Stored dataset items

-- Opening Marker --

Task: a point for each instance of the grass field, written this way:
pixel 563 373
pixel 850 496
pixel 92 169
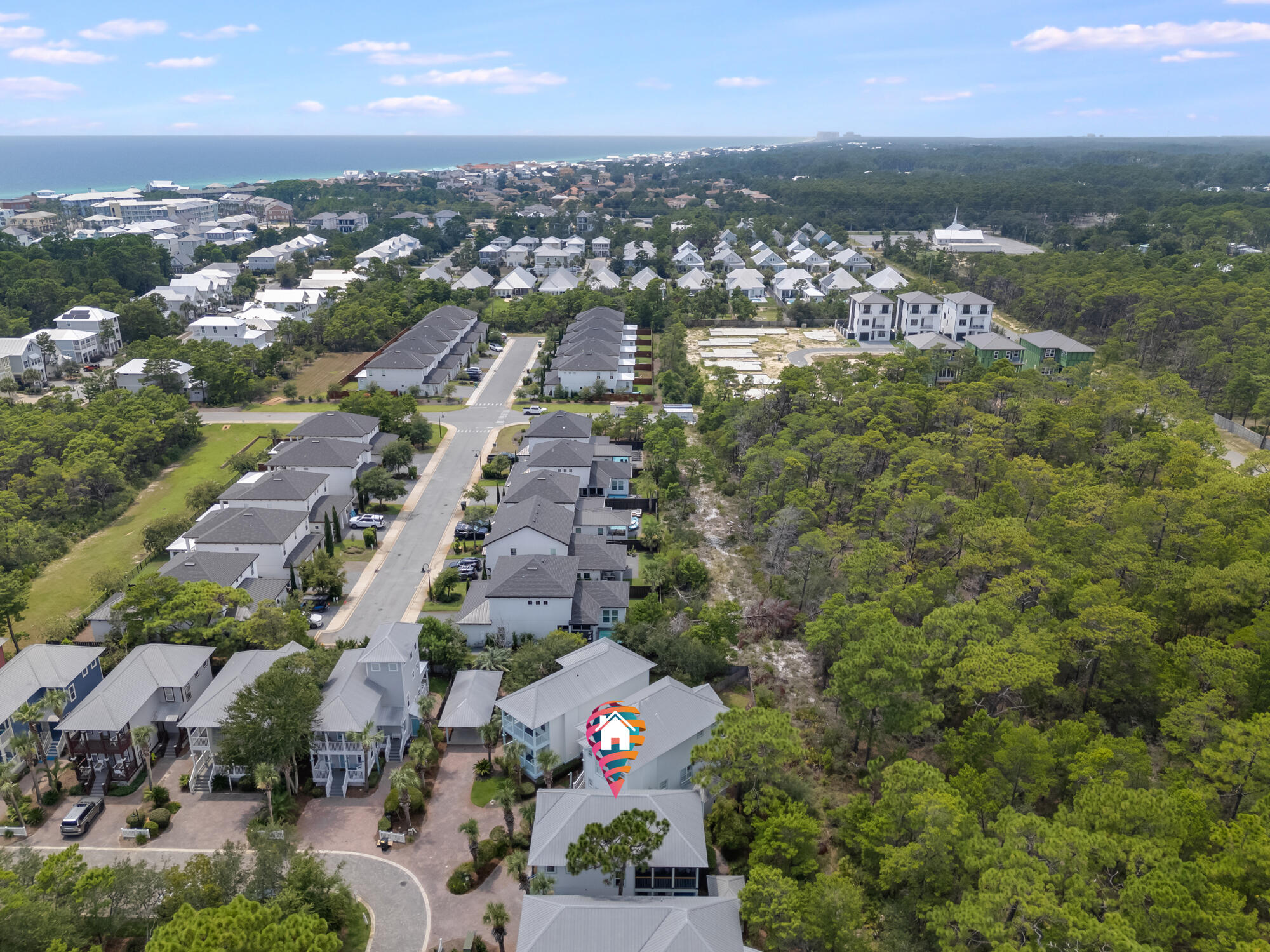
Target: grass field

-- Closing Marker --

YOUR ASSIGNMENT: Exclude the images and output the lines above exactly.

ANSWER TO THE PROBLEM:
Task: a point for each instance of the grass field, written this way:
pixel 563 373
pixel 850 496
pixel 92 169
Target: grass field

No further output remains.